=== Dataset extract ===

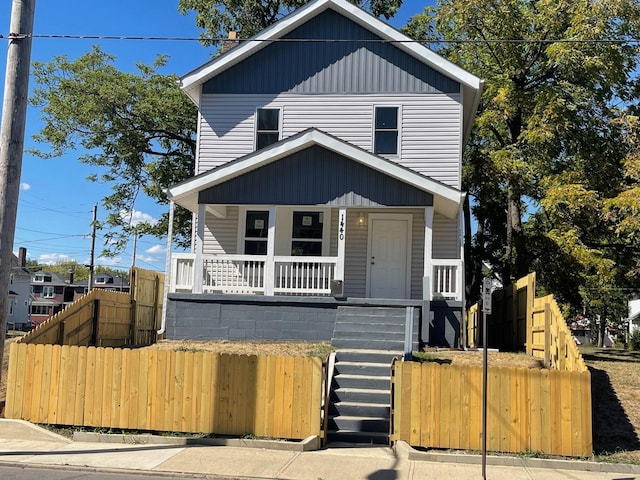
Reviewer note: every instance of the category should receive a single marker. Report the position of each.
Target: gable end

===
=== Dataset extract ===

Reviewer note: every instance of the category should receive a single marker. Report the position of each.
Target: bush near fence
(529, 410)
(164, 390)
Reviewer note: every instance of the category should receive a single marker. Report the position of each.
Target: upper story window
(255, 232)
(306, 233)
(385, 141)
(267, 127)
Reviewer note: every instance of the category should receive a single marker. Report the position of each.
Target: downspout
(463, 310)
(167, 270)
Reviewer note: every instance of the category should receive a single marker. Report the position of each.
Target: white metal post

===

Goal of the exercise
Using the data above, reproduce exactly the lines from the line that contains "Target: upper story window" through the line that contains "Target: white metal post", including both.

Answer for the task
Target: upper story window
(255, 232)
(306, 233)
(385, 141)
(267, 127)
Reviewer note: every instance of the category should receive a single marker. Report the position of each.
Target: downspout
(463, 310)
(167, 270)
Reviewer note: every instance of the category should receive a single marker. Report the position of each.
Target: white metal post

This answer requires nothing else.